Its really a cost effective model.
Of course, when I tried it on something else it rewrote every line in the file for no good reason, applied changes directly when I told it just to plan, etc.
So maybe it has one strength.
Essentially, I use it when I truly only need an "Advanced Google" to find lots of document or website references based on only some partial understanding of "X". I don't like having it do anything with those things. Only when I need to find those things.
Claude, especially, seems to absolutely hate doing research when there are major ambiguities in your question. It's the only one of the major models that keeps playing 20 questions with me when I neither know nor care what the answers to those questions are.
If I have a task that requires parsing through swathes of irregular data that traditional ml would choke on (or require an intermediate training step ala bigquery), I have gotten much better results from Gemini than the other two.
Ha! I find that Gemini is quite useful - if only because I am forced to use it (on my personal projects) because it's the only one that has unlimited interaction for "free"
It has its limitations, yes, but so does Claude (which I am leaning on too heavily at work at the moment)

++++

▶ _Task 1_: Reproduce the forum thread verbatim between "Of course, when" and "find those things.", inclusive.
▶ _Task 2_: In the forum thread, which model does a poster say keeps playing 20 questions when there are major ambiguities in a research request?

Gathered data entries:
++++

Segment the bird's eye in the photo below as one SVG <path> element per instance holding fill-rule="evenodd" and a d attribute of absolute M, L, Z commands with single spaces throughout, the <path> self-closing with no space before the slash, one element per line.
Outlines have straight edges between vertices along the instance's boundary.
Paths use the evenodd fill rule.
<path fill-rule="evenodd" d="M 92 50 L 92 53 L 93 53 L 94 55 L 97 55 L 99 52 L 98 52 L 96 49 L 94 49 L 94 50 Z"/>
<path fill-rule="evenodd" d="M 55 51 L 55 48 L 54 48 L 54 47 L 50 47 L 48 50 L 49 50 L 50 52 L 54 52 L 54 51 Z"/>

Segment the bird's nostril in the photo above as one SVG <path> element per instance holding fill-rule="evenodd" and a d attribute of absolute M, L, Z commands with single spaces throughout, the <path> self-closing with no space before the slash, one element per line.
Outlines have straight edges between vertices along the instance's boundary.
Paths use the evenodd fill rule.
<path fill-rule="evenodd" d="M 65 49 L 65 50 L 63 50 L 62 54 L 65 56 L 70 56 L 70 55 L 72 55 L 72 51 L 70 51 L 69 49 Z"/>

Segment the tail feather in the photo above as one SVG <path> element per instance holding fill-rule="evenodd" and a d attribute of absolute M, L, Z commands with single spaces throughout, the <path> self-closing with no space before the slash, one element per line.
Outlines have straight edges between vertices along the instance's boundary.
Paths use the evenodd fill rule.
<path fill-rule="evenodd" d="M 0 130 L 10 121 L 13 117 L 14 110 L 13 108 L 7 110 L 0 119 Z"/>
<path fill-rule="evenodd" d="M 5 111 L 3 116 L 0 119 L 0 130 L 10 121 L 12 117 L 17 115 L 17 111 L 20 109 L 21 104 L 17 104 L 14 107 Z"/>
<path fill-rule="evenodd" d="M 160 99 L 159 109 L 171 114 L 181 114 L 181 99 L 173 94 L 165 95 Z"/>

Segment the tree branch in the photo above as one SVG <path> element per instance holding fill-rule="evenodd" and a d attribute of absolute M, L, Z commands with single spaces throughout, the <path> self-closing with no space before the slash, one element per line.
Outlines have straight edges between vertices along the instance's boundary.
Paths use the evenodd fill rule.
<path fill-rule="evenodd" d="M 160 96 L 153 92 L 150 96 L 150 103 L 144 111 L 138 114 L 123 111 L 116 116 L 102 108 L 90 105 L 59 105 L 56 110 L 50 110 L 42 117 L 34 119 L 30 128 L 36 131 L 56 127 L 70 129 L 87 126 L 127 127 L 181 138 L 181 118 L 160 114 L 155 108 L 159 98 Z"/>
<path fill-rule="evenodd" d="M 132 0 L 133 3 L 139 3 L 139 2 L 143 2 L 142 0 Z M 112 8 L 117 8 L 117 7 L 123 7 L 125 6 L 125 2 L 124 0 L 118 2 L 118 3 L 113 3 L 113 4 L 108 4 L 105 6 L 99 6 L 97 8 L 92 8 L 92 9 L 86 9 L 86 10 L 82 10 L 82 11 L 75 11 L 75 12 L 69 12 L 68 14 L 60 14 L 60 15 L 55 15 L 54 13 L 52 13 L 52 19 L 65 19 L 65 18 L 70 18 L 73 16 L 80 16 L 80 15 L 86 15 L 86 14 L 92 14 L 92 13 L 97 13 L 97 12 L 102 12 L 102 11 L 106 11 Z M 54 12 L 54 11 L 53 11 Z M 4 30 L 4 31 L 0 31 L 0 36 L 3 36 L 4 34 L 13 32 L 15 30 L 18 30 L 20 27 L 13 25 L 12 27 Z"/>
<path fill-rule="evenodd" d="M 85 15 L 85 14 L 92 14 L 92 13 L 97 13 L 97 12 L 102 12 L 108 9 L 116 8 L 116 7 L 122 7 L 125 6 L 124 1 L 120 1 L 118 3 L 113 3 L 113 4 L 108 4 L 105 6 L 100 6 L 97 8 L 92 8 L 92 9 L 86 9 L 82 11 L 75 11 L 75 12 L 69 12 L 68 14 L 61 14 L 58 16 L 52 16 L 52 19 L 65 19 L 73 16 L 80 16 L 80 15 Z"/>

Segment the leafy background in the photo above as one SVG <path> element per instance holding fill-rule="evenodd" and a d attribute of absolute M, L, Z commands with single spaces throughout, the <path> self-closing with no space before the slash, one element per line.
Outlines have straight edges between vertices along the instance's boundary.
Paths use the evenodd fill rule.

++++

▶ _Final answer 1_:
Of course, when I tried it on something else it rewrote every line in the file for no good reason, applied changes directly when I told it just to plan, etc.
So maybe it has one strength.
Essentially, I use it when I truly only need an "Advanced Google" to find lots of document or website references based on only some partial understanding of "X". I don't like having it do anything with those things. Only when I need to find those things.

▶ _Final answer 2_: Claude